## BEGIN EXCERPT TO READ

BWW Review: SLOW FOOD at Geva Theatre
There is nary a more unifying social experience than receiving horrid, mind-bogglingly bad service at a restaurant. It cuts across class, background, geography, ideology, upbringing, and every other imaginable social divide. With minimal effort we can all probably recall a recent experience in which we were out to dinner with friends or significant others and had a server who was slow, rude, invasive, negligent, easily distracted, too chatty, or-in the case of Stephen (Danny Vaccaro), the waiter in Wendy MacLeod's "Slow Food", currently on stage at Geva Theatre-all of the above. And while it might trigger flashbacks of dining horror and peak hangry-ness, it makes for a truly entertaining stage comedy.
The premise of "Slow Food" is simple: Peter (Stephen Caffrey) and Irene (Toni diBuono)'s anniversary celebration in Palm Springs is off to a rocky start, but they are looking forward to a nice meal in a local restaurant. It's just their luck to be served (or not) by perfectionist waiter Stephan (pronounced 'Steefff-en') who won't bring them their food and has them questioning everything - from their menu selections to the state of their marriage.

## END EXCERPT TO READ
## BEGIN ENTRIES SUPPLIED

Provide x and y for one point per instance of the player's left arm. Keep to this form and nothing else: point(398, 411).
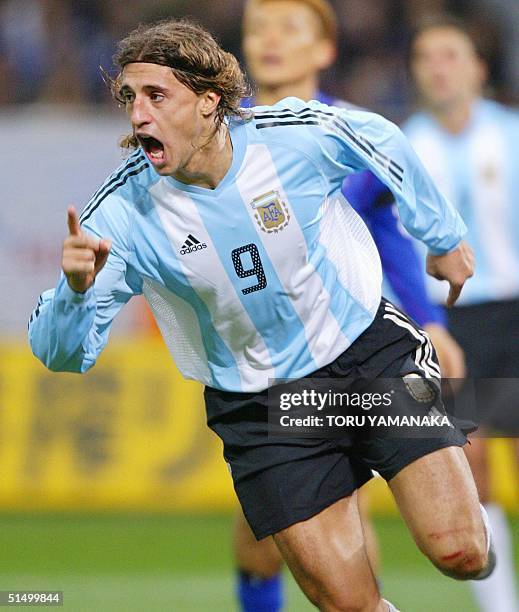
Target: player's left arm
point(402, 267)
point(360, 140)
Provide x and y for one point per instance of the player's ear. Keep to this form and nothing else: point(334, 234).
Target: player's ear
point(325, 53)
point(209, 101)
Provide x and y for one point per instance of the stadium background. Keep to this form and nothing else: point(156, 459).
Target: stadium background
point(112, 489)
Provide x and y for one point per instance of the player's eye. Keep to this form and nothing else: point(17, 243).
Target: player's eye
point(126, 97)
point(156, 97)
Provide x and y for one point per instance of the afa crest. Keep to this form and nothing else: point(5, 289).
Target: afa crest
point(271, 212)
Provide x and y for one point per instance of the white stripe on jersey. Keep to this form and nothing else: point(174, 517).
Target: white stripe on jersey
point(424, 352)
point(300, 280)
point(179, 217)
point(491, 208)
point(350, 247)
point(180, 329)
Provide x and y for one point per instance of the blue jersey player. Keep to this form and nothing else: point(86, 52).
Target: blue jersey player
point(286, 44)
point(470, 146)
point(256, 268)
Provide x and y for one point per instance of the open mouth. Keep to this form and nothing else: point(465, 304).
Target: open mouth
point(153, 148)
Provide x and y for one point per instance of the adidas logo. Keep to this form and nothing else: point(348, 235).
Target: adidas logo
point(192, 244)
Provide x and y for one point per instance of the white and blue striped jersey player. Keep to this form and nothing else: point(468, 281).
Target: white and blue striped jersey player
point(477, 170)
point(271, 275)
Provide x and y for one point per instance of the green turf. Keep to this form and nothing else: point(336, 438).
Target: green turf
point(179, 563)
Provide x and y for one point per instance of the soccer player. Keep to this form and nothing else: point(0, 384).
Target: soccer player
point(234, 228)
point(287, 43)
point(471, 147)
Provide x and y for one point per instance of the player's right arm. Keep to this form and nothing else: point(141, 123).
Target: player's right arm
point(71, 323)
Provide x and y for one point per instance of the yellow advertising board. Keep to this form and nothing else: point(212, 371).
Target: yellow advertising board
point(129, 434)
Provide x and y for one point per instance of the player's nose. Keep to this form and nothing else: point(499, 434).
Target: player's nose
point(139, 114)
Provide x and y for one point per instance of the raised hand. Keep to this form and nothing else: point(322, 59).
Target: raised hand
point(83, 256)
point(455, 267)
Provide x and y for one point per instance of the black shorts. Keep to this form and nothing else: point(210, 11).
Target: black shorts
point(281, 481)
point(487, 333)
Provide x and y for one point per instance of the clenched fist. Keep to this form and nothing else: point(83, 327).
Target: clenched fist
point(455, 267)
point(83, 256)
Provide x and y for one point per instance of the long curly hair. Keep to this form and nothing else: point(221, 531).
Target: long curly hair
point(195, 58)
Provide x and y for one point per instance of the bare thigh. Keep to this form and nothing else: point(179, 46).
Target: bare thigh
point(327, 556)
point(438, 500)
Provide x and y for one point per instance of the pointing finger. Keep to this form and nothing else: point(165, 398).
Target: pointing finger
point(454, 294)
point(73, 222)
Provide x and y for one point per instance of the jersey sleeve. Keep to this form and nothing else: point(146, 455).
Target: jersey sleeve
point(68, 330)
point(353, 140)
point(401, 265)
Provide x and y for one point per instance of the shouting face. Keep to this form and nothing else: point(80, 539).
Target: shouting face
point(169, 120)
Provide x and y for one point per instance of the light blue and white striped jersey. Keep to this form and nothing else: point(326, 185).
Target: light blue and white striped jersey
point(477, 170)
point(269, 276)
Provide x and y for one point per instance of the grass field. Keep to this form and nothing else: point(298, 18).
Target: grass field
point(181, 563)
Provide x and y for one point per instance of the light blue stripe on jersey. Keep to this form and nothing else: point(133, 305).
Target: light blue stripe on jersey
point(349, 313)
point(292, 347)
point(477, 170)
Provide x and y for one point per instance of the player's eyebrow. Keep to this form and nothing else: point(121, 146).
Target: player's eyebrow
point(150, 87)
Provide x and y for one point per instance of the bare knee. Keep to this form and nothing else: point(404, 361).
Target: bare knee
point(349, 600)
point(460, 555)
point(257, 558)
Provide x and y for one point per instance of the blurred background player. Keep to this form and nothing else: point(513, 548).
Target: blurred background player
point(470, 145)
point(287, 43)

## END ENTRIES SUPPLIED

YOUR TASKS:
1: According to the Slow Food review, in what city is Peter and Irene's anniversary celebration taking place?
2: Name every actor mentioned in the Slow Food review.
3: Write out everything in the Slow Food review from "BWW Review: SLOW" down to "entertaining stage comedy.".
The rows have nothing to do with this work.

THE REPLIES:
1: Palm Springs

2: Danny Vaccaro, Stephen Caffrey, Toni diBuono

3:
BWW Review: SLOW FOOD at Geva Theatre
There is nary a more unifying social experience than receiving horrid, mind-bogglingly bad service at a restaurant. It cuts across class, background, geography, ideology, upbringing, and every other imaginable social divide. With minimal effort we can all probably recall a recent experience in which we were out to dinner with friends or significant others and had a server who was slow, rude, invasive, negligent, easily distracted, too chatty, or-in the case of Stephen (Danny Vaccaro), the waiter in Wendy MacLeod's "Slow Food", currently on stage at Geva Theatre-all of the above. And while it might trigger flashbacks of dining horror and peak hangry-ness, it makes for a truly entertaining stage comedy.